- _WHAT TO WORK ON_
The entries below should be transcribed in their entirety, exactly as written.

•••••

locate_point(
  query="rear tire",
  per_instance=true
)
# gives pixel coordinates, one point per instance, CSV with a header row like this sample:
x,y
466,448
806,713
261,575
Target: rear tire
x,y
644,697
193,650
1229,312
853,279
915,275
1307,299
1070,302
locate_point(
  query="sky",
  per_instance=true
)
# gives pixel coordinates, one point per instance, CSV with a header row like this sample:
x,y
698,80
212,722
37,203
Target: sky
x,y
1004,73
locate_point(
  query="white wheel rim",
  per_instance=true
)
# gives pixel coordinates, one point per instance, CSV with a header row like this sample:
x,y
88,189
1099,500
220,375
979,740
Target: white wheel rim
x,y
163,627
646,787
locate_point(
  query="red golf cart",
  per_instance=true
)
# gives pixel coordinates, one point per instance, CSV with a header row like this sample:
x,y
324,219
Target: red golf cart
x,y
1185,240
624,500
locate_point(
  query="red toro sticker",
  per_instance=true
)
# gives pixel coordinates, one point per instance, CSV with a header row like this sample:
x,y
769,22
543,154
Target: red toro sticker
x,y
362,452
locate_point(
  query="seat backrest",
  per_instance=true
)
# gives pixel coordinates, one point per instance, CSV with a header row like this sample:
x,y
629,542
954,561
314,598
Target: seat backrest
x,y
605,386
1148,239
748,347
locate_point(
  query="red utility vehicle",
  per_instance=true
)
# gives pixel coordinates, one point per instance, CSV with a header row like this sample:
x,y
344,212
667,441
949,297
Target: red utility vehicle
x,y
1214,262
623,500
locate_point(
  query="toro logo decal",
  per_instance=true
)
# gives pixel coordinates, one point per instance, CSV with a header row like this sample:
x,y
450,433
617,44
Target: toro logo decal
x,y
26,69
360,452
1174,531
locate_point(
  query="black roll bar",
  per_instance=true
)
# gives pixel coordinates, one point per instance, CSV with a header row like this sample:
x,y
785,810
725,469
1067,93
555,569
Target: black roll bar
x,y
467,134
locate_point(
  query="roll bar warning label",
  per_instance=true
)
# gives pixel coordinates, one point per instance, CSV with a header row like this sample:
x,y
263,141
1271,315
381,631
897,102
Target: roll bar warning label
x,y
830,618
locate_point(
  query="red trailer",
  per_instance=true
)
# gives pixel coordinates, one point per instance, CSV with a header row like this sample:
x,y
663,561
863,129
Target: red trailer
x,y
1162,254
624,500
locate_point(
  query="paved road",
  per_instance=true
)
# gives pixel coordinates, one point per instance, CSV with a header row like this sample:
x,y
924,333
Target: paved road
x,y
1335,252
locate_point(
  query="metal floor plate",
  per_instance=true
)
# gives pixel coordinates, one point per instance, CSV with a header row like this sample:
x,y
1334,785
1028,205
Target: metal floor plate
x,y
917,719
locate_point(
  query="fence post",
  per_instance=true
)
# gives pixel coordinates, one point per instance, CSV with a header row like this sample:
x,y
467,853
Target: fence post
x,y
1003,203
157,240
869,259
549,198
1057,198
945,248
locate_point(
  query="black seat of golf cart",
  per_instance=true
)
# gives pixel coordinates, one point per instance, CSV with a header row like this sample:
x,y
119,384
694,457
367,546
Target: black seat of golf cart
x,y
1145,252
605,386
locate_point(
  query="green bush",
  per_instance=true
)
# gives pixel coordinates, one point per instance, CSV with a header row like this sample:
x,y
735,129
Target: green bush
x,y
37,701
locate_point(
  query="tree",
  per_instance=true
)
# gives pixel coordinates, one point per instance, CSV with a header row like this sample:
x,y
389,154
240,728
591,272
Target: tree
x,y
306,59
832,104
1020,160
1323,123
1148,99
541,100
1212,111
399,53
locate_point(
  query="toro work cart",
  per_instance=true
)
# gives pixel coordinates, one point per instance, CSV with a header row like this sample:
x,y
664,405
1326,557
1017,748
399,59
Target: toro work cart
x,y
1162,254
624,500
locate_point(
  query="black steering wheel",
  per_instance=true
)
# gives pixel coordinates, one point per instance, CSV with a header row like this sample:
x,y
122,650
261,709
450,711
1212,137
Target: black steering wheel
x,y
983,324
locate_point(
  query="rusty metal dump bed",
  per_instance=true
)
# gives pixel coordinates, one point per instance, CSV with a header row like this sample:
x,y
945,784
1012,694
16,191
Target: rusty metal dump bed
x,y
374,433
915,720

•••••

- _COMPLETED TASK_
locate_point(
  query="rear tire",
  per_instance=true
)
# gives pixel coordinates, one point per instance, CSV with a header row like this sample:
x,y
466,448
806,713
261,575
Target: rear tire
x,y
644,697
193,650
1229,312
853,279
915,275
1307,299
1070,302
locate_point(
  query="sky",
  per_instance=true
)
# gives pixel coordinates, one point per instance, CSV with a header row like this sample:
x,y
698,80
212,722
37,203
Target: sky
x,y
1004,73
locate_point(
  query="white wheel rim",
  per_instance=true
)
# gives pixel coordinates, one point per instance, CSV with a header row like this sample:
x,y
88,189
1099,500
220,375
979,740
Target: white wheel rim
x,y
163,627
646,787
locate_point(
  query="red golf cart",
  per_instance=true
)
# gives pixel coordinates, one point per instance, CSV with a header row like this sample:
x,y
324,219
Target: red golf cart
x,y
1185,240
624,500
locate_point(
  query="red toro sticker",
  per_instance=true
)
# gives pixel coordinates, one point per instance, CSV with a header row like this sample:
x,y
769,22
543,154
Target: red toro sticker
x,y
362,452
locate_point(
  query="seat backrest",
  per_instance=true
)
# gives pixel coordinates, one point per instance, CSV with a header row like this sample:
x,y
629,542
954,561
314,598
Target: seat backrest
x,y
605,386
1148,239
748,347
locate_point(
  query="red utility vehicle",
  per_instance=true
)
# gives pixel coordinates, one point per instance, CSV with a header row like this sample:
x,y
344,212
667,441
949,297
Target: red utility vehicle
x,y
1214,262
623,500
locate_point(
  query="toro logo decal",
  per_instance=true
)
# gives pixel coordinates, one point per instance, CSV with a header row like this sample:
x,y
450,433
617,44
Target: toro logo decal
x,y
26,69
360,452
1174,531
locate_point(
  query="black roll bar",
  per_instance=true
)
# gives pixel coordinates, one point per instance, CSV with a header row like this sample:
x,y
785,810
725,469
1067,93
555,569
Target: black roll bar
x,y
467,134
locate_point(
  query="roll bar warning label",
  per_instance=true
)
# gives pixel coordinates, one point per instance, CSV with a header row like this sample:
x,y
263,141
1271,315
381,631
897,102
Target: roll bar warning label
x,y
830,618
locate_point(
  query="red trailer",
  per_instance=true
)
# gives pixel coordinates, one point per instance, CSV with a header row like this sample:
x,y
663,561
863,129
Target: red trailer
x,y
1162,254
624,500
locate_point(
  query="paved road",
  per_instance=true
)
# gives pixel coordinates, one point per instance, CSV with a header row like this sample:
x,y
924,333
Target: paved road
x,y
1335,252
locate_point(
  query="metal floor plate",
  per_instance=true
)
# gives pixel coordinates, one point per instance, CSV with a header row like this sample:
x,y
1334,785
1028,205
Target: metal floor plate
x,y
917,719
locate_point(
  query="fence post",
  per_instance=true
)
# gives pixel coordinates, one point per instance, CSV with a header row like this sample:
x,y
467,853
Target: fence post
x,y
1003,203
157,240
869,259
549,198
1057,198
945,248
locate_point(
  query="black seat of golf cart",
  per_instance=true
)
# gives pixel coordinates, one point per instance, CSV with a header row like this sample:
x,y
119,384
694,457
367,546
Target: black seat of golf cart
x,y
1145,252
605,386
locate_point(
  query="green bush",
  per_instance=true
)
# gives pixel coordinates, one point per instance, CSV with a header row like this sample:
x,y
735,129
Target: green bush
x,y
37,701
locate_point(
  query="tree",
  per_instance=true
)
# gives pixel coordinates, one point per instance, CSV with a header row like this sample:
x,y
389,154
240,728
591,272
Target: tree
x,y
306,59
832,104
1020,160
1323,123
1148,99
541,100
1212,111
399,53
locate_point(
  query="toro work cart",
  per_instance=true
)
# gives pixel coordinates, one point per instance, CSV with a header row like this sample:
x,y
664,405
1326,557
1017,748
399,59
Target: toro work cart
x,y
1162,254
624,500
locate_point(
  query="black steering wheel",
  per_instance=true
)
# gives pixel coordinates, one point per instance, CSV with a header row like this sample:
x,y
122,650
261,709
450,711
1212,137
Target: black steering wheel
x,y
983,324
locate_point(
  query="rusty metal dump bed",
  per_instance=true
)
# gives pixel coordinates, one point per instance, CSV with a header row like this sample:
x,y
945,784
1012,694
16,191
Target: rusty metal dump bed
x,y
374,433
915,720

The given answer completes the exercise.